┌──
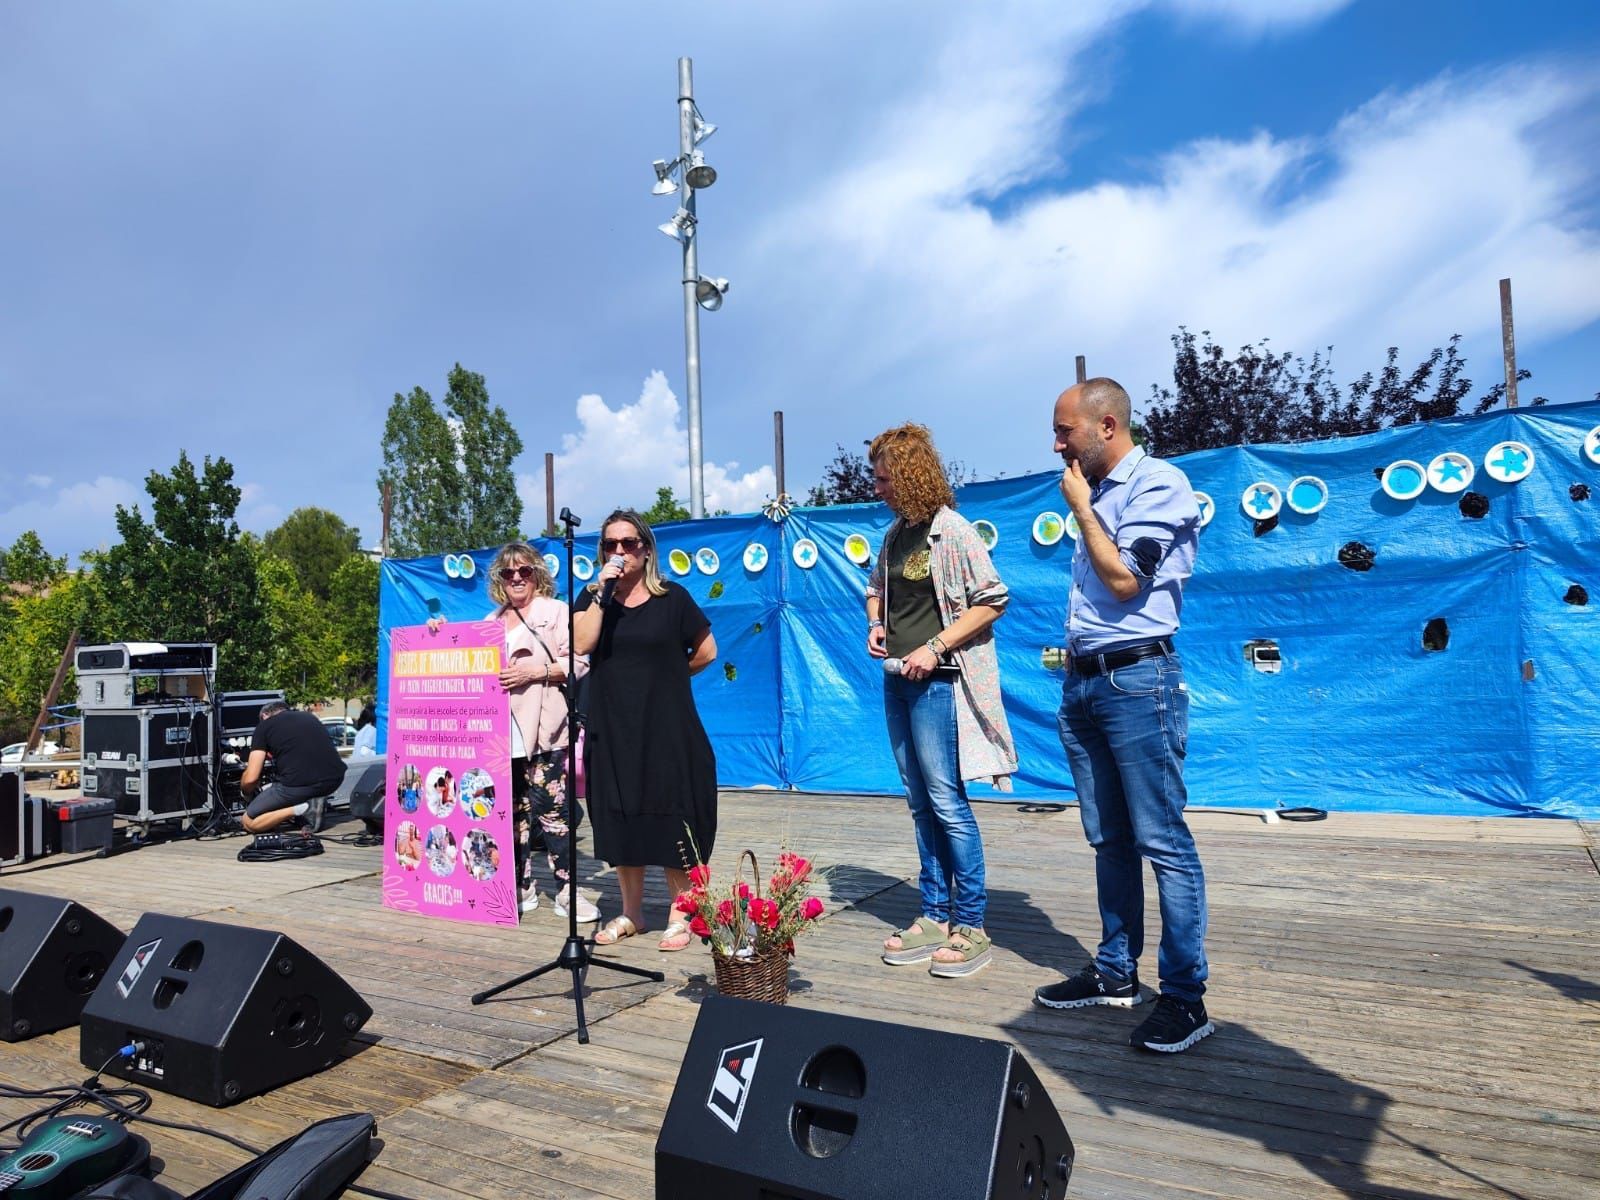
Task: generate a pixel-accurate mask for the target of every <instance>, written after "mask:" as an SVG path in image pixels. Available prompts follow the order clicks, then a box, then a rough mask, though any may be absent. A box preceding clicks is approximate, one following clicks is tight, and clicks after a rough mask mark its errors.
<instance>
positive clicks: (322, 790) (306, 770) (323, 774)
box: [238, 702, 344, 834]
└──
┌──
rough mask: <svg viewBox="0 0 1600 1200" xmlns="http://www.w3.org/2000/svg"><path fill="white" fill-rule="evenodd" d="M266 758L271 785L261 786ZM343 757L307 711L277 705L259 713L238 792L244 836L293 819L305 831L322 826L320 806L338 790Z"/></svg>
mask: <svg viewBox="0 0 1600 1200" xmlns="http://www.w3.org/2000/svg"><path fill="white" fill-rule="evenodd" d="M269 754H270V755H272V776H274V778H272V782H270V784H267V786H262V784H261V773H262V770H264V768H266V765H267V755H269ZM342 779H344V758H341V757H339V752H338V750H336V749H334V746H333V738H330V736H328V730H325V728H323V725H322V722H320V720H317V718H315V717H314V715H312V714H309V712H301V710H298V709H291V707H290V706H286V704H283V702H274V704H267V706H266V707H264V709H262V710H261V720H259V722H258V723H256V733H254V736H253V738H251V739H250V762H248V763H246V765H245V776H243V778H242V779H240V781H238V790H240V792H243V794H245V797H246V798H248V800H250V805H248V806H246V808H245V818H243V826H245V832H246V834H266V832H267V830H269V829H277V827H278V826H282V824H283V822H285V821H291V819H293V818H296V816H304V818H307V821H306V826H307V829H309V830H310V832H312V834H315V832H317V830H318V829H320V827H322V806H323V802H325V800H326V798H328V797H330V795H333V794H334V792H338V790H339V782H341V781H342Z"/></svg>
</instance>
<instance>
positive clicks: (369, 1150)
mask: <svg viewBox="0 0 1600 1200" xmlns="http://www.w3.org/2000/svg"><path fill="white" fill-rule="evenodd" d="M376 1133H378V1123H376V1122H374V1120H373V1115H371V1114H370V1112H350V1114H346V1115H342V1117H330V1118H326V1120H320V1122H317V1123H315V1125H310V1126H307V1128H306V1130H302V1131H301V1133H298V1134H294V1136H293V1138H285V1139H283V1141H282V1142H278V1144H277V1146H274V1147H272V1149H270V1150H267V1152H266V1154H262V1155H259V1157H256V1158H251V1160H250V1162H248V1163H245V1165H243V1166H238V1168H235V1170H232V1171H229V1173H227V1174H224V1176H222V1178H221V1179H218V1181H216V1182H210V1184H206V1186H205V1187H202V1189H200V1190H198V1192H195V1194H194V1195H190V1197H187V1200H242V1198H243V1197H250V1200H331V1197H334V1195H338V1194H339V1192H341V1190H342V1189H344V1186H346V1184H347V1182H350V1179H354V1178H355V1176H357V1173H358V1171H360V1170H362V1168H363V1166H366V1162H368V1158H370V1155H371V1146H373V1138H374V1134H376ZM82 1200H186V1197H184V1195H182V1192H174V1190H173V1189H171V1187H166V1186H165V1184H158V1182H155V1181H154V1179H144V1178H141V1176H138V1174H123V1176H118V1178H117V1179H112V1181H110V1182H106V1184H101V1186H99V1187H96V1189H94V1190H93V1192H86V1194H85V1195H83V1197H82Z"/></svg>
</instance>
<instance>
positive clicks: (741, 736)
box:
└──
● Task goal
Report how many lines above contain the word "positive", giving only the number.

● Response to this task
3